— Problem requirements —
Put the part of the records that runs from the start through the line containing "Mark the region" into a Markdown table with the columns Number and Record line, one row per line and no rows for blank lines.

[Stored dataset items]

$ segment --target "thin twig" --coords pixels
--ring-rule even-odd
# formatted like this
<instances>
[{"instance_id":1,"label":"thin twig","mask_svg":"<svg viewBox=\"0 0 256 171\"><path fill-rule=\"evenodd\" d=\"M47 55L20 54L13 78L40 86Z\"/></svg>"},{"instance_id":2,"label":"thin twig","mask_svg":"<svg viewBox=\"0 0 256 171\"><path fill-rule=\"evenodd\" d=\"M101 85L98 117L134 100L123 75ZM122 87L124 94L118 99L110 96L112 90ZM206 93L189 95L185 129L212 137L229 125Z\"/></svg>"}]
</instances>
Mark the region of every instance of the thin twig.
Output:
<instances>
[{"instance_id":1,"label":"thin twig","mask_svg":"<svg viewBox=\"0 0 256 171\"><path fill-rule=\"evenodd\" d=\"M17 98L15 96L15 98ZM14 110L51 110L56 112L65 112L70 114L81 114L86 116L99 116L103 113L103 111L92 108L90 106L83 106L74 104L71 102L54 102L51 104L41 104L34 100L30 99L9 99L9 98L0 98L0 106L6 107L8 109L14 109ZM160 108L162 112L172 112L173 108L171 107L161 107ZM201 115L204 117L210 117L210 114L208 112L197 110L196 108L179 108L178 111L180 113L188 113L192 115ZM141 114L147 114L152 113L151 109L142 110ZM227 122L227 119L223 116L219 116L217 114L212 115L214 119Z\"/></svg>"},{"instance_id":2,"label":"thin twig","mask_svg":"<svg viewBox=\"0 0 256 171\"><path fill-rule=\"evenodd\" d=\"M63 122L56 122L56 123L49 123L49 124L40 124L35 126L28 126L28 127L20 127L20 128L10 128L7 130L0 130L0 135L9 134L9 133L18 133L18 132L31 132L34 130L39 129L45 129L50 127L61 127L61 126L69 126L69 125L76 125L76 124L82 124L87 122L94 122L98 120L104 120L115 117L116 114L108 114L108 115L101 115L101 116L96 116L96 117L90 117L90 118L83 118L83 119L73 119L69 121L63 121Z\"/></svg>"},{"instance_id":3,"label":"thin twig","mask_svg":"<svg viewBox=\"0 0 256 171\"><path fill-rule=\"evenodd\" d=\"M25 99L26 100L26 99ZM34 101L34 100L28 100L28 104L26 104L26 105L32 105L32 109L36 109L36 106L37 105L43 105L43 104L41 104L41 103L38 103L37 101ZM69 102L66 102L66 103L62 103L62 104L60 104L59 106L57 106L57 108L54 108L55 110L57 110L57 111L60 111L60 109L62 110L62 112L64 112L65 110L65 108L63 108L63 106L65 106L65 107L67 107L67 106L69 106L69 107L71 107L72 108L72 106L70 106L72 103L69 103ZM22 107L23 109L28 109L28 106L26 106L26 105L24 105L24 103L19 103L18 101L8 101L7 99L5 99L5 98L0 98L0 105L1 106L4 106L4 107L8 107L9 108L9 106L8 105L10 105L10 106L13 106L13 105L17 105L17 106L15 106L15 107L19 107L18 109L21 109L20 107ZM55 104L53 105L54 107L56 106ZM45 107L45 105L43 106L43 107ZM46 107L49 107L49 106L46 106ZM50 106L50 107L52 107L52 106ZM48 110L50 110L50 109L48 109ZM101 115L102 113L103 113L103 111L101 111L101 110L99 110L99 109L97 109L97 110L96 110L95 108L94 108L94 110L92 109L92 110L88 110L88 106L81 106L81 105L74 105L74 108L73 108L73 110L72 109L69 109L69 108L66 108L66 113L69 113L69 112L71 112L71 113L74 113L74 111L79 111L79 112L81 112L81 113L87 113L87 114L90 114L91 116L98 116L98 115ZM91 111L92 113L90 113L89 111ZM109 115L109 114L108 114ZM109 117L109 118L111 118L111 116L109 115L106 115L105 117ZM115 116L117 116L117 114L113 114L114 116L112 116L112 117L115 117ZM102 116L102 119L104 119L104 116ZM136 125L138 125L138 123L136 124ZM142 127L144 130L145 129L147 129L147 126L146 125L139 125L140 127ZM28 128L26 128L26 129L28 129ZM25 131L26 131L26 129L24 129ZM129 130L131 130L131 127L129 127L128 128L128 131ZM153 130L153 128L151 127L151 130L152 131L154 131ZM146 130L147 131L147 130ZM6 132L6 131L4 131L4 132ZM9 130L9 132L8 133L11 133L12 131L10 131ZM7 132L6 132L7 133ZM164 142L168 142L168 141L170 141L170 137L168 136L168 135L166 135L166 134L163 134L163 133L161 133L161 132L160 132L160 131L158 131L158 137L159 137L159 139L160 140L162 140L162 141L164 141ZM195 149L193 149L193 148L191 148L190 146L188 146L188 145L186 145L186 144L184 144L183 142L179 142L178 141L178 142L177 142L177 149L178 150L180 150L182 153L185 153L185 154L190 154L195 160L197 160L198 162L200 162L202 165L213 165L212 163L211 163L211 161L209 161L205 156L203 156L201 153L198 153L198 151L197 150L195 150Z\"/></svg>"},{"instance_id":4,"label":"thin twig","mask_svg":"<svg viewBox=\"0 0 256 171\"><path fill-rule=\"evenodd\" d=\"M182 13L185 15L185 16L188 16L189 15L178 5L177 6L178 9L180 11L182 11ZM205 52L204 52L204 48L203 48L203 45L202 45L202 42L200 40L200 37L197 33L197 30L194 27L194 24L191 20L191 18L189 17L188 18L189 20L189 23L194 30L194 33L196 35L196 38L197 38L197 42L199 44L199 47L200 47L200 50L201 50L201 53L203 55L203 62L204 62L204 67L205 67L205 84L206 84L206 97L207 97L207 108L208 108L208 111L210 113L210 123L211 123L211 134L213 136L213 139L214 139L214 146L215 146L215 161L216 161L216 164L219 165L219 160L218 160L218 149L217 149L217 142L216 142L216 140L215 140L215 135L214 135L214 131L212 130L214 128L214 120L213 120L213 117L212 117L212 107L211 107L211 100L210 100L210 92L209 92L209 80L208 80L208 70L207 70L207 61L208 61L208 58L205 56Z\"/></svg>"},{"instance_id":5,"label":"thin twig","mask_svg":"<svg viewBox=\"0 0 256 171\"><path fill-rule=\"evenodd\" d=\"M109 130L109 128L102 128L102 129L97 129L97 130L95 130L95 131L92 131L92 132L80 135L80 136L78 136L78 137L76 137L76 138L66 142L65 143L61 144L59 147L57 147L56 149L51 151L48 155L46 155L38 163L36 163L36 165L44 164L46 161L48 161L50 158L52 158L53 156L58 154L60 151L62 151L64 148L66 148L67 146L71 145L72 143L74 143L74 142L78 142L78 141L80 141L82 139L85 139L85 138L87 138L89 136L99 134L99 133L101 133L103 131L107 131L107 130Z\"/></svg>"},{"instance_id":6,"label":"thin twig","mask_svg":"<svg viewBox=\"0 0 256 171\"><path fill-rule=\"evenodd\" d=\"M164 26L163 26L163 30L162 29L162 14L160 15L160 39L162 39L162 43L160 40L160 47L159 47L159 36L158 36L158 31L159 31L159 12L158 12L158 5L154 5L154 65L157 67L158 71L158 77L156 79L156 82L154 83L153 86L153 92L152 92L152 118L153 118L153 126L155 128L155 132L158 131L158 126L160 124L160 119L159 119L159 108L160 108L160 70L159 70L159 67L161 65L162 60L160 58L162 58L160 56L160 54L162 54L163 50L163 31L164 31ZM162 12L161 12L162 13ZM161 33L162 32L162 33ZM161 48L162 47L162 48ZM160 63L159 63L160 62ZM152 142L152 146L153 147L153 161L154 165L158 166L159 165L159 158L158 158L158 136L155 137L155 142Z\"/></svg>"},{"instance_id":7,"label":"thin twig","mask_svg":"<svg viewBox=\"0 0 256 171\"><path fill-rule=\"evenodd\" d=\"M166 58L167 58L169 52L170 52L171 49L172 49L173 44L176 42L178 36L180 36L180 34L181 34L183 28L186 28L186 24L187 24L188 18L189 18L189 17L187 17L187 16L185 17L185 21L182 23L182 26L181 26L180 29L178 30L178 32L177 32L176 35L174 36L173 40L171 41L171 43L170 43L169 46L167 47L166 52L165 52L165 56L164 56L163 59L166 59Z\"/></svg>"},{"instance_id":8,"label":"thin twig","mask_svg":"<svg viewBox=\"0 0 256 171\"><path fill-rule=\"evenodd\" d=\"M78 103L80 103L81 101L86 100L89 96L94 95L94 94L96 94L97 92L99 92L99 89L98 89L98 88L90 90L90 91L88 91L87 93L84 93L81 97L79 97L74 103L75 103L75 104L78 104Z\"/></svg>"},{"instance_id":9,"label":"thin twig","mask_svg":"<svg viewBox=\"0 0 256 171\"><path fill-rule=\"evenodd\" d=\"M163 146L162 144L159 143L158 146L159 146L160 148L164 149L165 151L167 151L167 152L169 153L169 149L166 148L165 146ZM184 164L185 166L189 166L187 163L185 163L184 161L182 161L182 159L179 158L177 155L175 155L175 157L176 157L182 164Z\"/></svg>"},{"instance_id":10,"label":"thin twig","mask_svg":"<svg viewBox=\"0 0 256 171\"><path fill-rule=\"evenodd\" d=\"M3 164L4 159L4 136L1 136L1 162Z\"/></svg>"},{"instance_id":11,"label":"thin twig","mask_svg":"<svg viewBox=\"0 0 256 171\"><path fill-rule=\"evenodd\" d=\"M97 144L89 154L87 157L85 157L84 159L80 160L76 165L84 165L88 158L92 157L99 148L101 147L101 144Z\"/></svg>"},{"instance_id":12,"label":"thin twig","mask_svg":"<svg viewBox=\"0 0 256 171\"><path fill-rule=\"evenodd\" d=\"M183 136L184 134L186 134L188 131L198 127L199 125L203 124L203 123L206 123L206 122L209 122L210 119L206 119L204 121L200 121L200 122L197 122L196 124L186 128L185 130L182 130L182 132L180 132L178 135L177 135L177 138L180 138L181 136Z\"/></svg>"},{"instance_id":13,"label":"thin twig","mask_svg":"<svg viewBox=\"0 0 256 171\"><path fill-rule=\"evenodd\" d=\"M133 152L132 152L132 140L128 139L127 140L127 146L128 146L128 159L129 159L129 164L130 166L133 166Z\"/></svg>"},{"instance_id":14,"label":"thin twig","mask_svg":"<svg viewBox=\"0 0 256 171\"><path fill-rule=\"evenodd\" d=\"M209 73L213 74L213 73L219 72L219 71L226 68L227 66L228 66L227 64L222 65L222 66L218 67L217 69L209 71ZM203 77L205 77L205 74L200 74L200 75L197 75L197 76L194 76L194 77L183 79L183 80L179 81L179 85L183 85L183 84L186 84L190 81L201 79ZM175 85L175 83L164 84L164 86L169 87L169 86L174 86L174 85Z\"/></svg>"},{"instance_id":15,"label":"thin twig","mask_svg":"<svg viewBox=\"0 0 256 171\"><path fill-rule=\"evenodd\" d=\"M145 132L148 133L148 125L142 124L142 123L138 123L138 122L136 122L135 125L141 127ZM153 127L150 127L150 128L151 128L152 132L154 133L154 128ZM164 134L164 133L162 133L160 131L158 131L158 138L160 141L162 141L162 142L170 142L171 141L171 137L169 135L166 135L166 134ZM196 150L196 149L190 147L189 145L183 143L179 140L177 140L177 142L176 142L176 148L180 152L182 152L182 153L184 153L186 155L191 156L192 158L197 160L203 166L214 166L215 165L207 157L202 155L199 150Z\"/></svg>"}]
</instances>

— Solution below —
| Number | Record line |
|---|---|
| 1 | $ segment --target "thin twig" --coords pixels |
| 2 | --ring-rule even-odd |
| 3 | # formatted like this |
| 4 | <instances> |
| 5 | [{"instance_id":1,"label":"thin twig","mask_svg":"<svg viewBox=\"0 0 256 171\"><path fill-rule=\"evenodd\" d=\"M47 55L20 54L13 78L40 86Z\"/></svg>"},{"instance_id":2,"label":"thin twig","mask_svg":"<svg viewBox=\"0 0 256 171\"><path fill-rule=\"evenodd\" d=\"M101 85L98 117L134 100L123 75ZM122 87L124 94L118 99L110 96L112 90ZM206 93L189 95L185 129L212 137L229 125Z\"/></svg>"}] |
| 6 | </instances> |
| 7 | Mark the region of every instance of the thin twig. |